> PROVIDED TEXT
═══

Most biologists probably work in biomedical fields. If nothing in biology makes sense except in the light of evolution, then medicine should have much to learn from evolutionary reasoning. The rapidly growing field of Darwinian medicine (Williams and Neese, 1991) is based on this premise and seeks to provide insight on topics such as the evolution of virulence and diseases of altered evolutionary environments. A subfield recently called Hamiltonian medicine (Foster, 2005) investigates the impact of social evolution, cooperation, and conflict on disease.
In Chapter 11, Andrew Read and colleagues treat the vital problem of how to minimize the evolution of pathogen resistance and thereby extend the useful lives of our arsenal of antibiotic drugs. This involves a complex set of interacting causes, some of which have a social element and others do not. The authors challenge the dogma that we minimize the evolution of resistance by “radical pathogen cure”: using enough of a drug to try to eliminate the pathogen from the patient’s body. The reasonable rationale behind this practice is to lower the pathogen population size and minimize the occurrence of novel resistance mutations. But the authors argue that this ignores the selective phase, which may be more important in determining the time to drug impotence, particularly when resistance mutations arise with relative ease. In this selective phase, the radical pathogen cure provides the strongest possible selection for resistance. According to Read and colleagues, the social structure of the pathogen can powerfully augment this selection. When a host is infected by multiple strains
of the pathogen (as is often true of malaria) and the total density of the pathogen is regulated, then wiping out susceptible strains with antibiotics can greatly increase the frequency of formerly rare resistant strains. This raises the possibility that the medical community is ignoring an important human social dilemma: that the best treatment for a patient may not be the best outcome for society as a whole.

═══

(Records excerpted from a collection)

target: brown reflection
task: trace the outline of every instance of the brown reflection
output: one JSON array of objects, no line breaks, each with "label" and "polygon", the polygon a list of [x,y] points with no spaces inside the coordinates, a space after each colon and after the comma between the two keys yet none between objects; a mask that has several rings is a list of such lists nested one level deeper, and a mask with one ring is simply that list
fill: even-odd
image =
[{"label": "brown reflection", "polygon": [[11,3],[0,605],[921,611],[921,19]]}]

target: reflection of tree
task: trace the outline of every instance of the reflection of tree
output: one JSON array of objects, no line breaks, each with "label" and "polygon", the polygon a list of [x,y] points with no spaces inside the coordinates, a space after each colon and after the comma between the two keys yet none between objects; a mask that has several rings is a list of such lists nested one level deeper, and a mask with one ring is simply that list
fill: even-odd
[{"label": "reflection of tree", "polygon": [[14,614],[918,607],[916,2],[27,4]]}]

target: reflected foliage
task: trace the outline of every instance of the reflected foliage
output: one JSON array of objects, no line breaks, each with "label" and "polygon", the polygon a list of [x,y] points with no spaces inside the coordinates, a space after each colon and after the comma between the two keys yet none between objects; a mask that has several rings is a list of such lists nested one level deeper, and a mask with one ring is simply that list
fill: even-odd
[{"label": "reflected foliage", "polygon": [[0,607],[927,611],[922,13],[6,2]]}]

═══

> QUESTIONS TO ANSWER
1. In two sentences, what does the passage on Darwinian medicine say?
2. Can you retype everything from "Most biologists probably" down to "conflict on disease." in the passage on Darwinian medicine?

> ANSWERS TO THE EXERCISE
1. Darwinian medicine applies evolutionary reasoning to topics such as the evolution of virulence, and its subfield Hamiltonian medicine studies how social evolution, cooperation, and conflict affect disease. In Chapter 11, Andrew Read and colleagues argue that radical pathogen cure strongly selects for resistance, especially when wiping out susceptible strains lets rare resistant strains rise in a host with multiple strains, which suggests that the best treatment for a patient may not be the best outcome for society.

2.
Most biologists probably work in biomedical fields. If nothing in biology makes sense except in the light of evolution, then medicine should have much to learn from evolutionary reasoning. The rapidly growing field of Darwinian medicine (Williams and Neese, 1991) is based on this premise and seeks to provide insight on topics such as the evolution of virulence and diseases of altered evolutionary environments. A subfield recently called Hamiltonian medicine (Foster, 2005) investigates the impact of social evolution, cooperation, and conflict on disease.